• **WHAT THE TASK REQUIRES**: Everything in the data should be repeated exactly, save for the images.

• **EXERCISE INPUT**:

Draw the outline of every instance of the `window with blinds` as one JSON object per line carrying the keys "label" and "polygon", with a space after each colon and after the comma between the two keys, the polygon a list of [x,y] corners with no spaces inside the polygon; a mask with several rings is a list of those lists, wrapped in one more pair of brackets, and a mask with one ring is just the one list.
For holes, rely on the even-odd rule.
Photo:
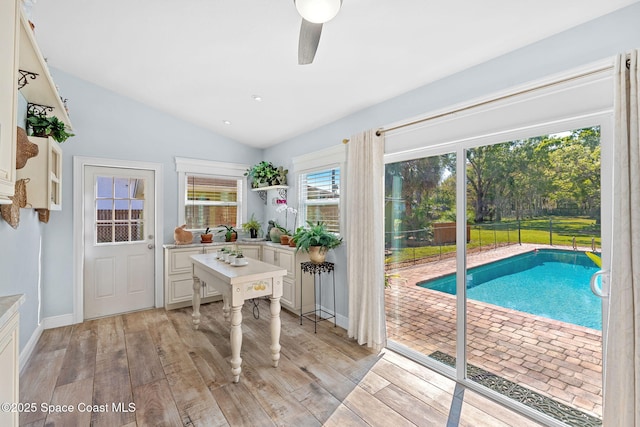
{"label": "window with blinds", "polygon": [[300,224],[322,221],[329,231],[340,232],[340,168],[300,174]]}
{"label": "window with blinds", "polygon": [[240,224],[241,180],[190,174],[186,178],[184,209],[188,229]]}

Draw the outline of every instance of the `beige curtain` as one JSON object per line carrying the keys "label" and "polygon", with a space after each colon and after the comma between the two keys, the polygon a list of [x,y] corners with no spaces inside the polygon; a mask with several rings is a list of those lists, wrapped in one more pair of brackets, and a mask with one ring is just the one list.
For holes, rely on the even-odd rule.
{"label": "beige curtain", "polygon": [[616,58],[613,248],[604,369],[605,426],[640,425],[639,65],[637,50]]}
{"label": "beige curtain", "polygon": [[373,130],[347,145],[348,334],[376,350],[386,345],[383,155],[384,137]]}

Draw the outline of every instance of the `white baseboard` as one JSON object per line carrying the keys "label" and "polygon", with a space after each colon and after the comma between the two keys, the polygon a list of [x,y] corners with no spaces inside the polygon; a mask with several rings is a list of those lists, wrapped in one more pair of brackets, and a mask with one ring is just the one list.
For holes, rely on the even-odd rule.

• **OUTPUT**:
Draw the outline of every instance of the `window with blinds` as one JSON object per line carrying the keys "label" and "polygon", with a space after each colon and after the comma between the two keys, the polygon a list of [x,y] corners with no spaces inside the polygon; a mask with several rings is a list of those lists, wrapped in one more pair of brackets, and a mask with one ring is just the one list.
For holes, rely on the even-odd rule.
Photo:
{"label": "window with blinds", "polygon": [[300,224],[322,221],[329,231],[340,232],[340,168],[300,174]]}
{"label": "window with blinds", "polygon": [[240,224],[241,180],[190,174],[186,178],[184,209],[188,229]]}

Draw the outline of every instance of the `beige curtain` as one JSON object per line carrying the keys "label" and "polygon", with a space after each colon and after the comma between the two keys, the polygon a list of [x,y] corners with no spaces inside the polygon; a mask with several rings is a list of those lists, wrapped in one more pair of brackets, and a mask with one ring is just the one list.
For holes, rely on the even-odd rule.
{"label": "beige curtain", "polygon": [[616,58],[613,248],[604,369],[605,426],[640,425],[639,65],[637,50]]}
{"label": "beige curtain", "polygon": [[373,130],[347,145],[348,334],[376,350],[386,345],[383,155],[384,137]]}

Draw the outline of every instance of the `white baseboard` as one JSON object per line carrying the keys "label" and "polygon", with a space after each colon and after the comma between the two keys, the polygon a list of [x,y] corners with no spaces inside the polygon; a mask with several rings is a list of those lists, wrapped in one more pair of brackets, and a mask with one ring is just the one list.
For holes, rely on the even-odd rule.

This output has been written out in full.